St Martha's Church (also known as St Martha-on-the-Hill) is listed grade II by Historic England under the statutory buildings' protection scheme — On the top of the hill — the building is accessible only by foot. It is the only church in Surrey to be on the Pilgrims' Way and featured briefly in the 1944 film A Canterbury Tale. A 12th-century church existed here before falling into ruin by the 18th century. The church was rebuilt in 1848–50 to the designs of Henry Woodyer who incorporated many of the original 12th-century architectural features including Norman arches to the main entrance as well as zig zag moulded lancet windows on the tower. The interior is a plain, restrained style with the majority of fittings of a post 1850 date, the main exception being a 12th-century font (albeit re cut in 1850). near the front entrance. Incised graffiti, often dated by year, exists on much of the exterior dressed stonework. The church believes it may have been built as a landmark or beacon to assist travellers or encourage pilgrimage to Canterbury or Winchester Cathedrals.

Its current dedication to Saint Martha is one of only three in England: another example being St Martha's in Broxtowe near Nottingham. The third is a Methodist church in Tring, Hertfordshire. The church is floodlit during the Christmas season.

Concorde kneeler in St Martha's church

The graveyard of the church includes a memorial to actress and singer Yvonne Arnaud, whose ashes were scattered there. There is also the grave of Bernard Freyberg VC, which is in front of the south door of the church. Freyberg won his medal in 1916 as a Lieutenant-Colonel in The Royal West Surrey Regiment. He was a New Zealander who also won the DSO with three bars, and rose to the rank of Lieutenant-General. In 2007 a memorial service was held for him at the church, attended by the New Zealand High Commissioner. A regular member of the congregation in the 1970s was Sir George Edwards, chairman of the British Aircraft Corporation. He was a key figure in the development of Concorde. A kneeler in the church has a depiction of the aircraft.

The eastern end of St Martha's Hill is notified as part of Colyers Hanger Site of Special Scientific Interest (SSSI). This area was included in the SSSI for its heathland vegetation communities, including several characteristic acidic grassland plants. Other parts of the hill also have relict heathland vegetation.

The western end of St Martha's Hill is registered common land.

The hill reaches a height of 574 ft, making it the 18th highest in the county; as with most of the top 20 hills in Surrey, it is part of the slightly scattered Greensand Ridge.

Close to the foot of the hill is Chilworth Manor.

- _COLLECTED MATERIAL_
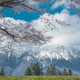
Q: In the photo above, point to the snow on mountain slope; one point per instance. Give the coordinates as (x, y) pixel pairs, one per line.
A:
(60, 55)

- _TASK OBJECTIVE_
Transcribe the passage of the St Martha's Hill text that opens with the words containing "The hill reaches" and closes with "is Chilworth Manor.". The material has no connection to the St Martha's Hill text.

- _SOLVED PROBLEM_
The hill reaches a height of 574 ft, making it the 18th highest in the county; as with most of the top 20 hills in Surrey, it is part of the slightly scattered Greensand Ridge.

Close to the foot of the hill is Chilworth Manor.